Work request>
In the retro games blog text, on what screen did the writer play Madden '90?

Text for analysis>
[Start of section]
Other intriguing and humorous little programming titbits, which are addressed in the video, make this a noteworthy addition to the Abomination series (out on Blu Ray Christmas 2028). So, Mr Lakepalmer, you're the proud beneficiary of Harry Yack's first request video.

Enscribed proudly on the front of Sega's Mega Drive is the 'high definition graphics' logo, though we haven't been able to experience the system's true visual capabilities until now, some 20-odd years later, in an age where HD television is more widespread. Perhaps playing Madden '90 on my 38 inch Toshiba LCD HD screen has artificially inflated my opinion of the game's graphics, but they are more than adequately clear, crisp and colourful. I was impressed by the scrolling, which is smooth even when taking into account any slowdown caused during the game's conversion from NTSC (US) to PAL (Europe). Though we had to endure such problems this side of the Atlantic, we weren't to know any different; it was only recently that I discovered how much faster the game runs on the North American Sega Genesis. Just check out how quickly the game runs in this video:

I guess the ultimate testament to Madden's enjoyability is that I'm not a fan of American football. Or perhaps it's because of my lack of familiarity with the sport that I like this game: I'm not picking apart its knowledge of offsides and time outs because I know so little of the rules anyway. Maybe such innocence is the best way to approach any game to avoid getting wrapped up in the cynical nit-picking that characterises my own videos. Not that I will stop making them or anything, but it does make one stop and think.

Sunday, 15 January 2012

Tank Battle In The Streets (Phantom Tank) on TV Boy II [Atari 2600 clone] - Fighting back vigorously for ultimate victory

This description is written in the style of Lakepalmer's Games I Am Aren't Playing.

The inhabitants of coloured crate land have a bit of a problem. It's those pesky ghost tanks, you see. They magically fall from the sky at an alarming rate to collapse pile after pile of painstakingly stacked pallets with brightly coloured beanbags. The inhabitants, who spent all day constructing them, are tired of their hard work being ruined by these supernatural deviants, and worse still, they are being driven to madness (and often blindness) by the tanks' incessant flicker. For the sake of their mental and physical health, you have been charged with the task of destroying these pests once and for all.

Requisitioning a tank (or is it a block of cheese on wheels?) from the local military history museum, you load up your Ghostbuster phantom destructor thingy and make your way through the streets and across the village green, trapping those ghouls in miniature balls along the way. Actually, I think that was stolen from Pokemon or something. But the fact remains, you must rid this town of each and every one of those phantom fools before the local health service is overrun.

Nah, I made that up. *This* is the actual story (as seen in the image to the right):
"The energy base is being attacked by 4 or 5 vicious phantom tanks. You, driving the only armored car in the base, is fighting back vigorously for ultimate victory.

"Taking the walls as defense both sides begin street battle. The phantom tanks are finally extinguished by your vigorous fires.

"On second round, you and the enemy are confronting each other at both sides of the river. There are two bridges across the river, you must destroy the phantom tanks the moment the move onto the bridge or block their attack by moving your armored car across the river.

"The decisive battle is taken on the prairie. The enemy, with their five tanks at the same time, are attacking the base vigorously. You have to fire quickly and accurately to destroy them."

I shouldn't have bothered writing my own made up story because the real one is much better. I do so love a good bit of Engrish!
[End of section]
Entries supplied>
[Start of section]
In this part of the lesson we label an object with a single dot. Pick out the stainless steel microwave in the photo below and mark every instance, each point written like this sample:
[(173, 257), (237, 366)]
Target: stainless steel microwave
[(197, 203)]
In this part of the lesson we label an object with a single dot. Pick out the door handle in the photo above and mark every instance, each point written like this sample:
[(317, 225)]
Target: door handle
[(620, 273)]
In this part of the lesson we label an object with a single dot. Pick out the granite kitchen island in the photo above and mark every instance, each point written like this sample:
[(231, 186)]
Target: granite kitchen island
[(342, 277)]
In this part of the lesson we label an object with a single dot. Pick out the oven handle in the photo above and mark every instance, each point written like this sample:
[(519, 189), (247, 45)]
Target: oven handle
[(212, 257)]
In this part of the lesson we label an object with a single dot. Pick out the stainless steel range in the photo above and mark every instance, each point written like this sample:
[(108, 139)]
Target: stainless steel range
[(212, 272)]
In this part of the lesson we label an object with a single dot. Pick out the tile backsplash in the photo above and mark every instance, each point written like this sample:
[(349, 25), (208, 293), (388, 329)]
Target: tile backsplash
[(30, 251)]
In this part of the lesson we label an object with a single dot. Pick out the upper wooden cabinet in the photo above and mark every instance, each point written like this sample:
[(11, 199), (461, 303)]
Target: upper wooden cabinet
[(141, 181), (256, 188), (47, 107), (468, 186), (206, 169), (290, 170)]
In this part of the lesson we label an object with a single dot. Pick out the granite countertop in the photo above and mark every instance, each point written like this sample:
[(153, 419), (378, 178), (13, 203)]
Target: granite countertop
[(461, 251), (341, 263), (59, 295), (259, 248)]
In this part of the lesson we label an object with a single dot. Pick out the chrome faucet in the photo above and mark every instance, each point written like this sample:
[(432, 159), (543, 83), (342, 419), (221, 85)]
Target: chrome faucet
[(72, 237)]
[End of section]
Answer below>
A 38 inch Toshiba LCD HD screen.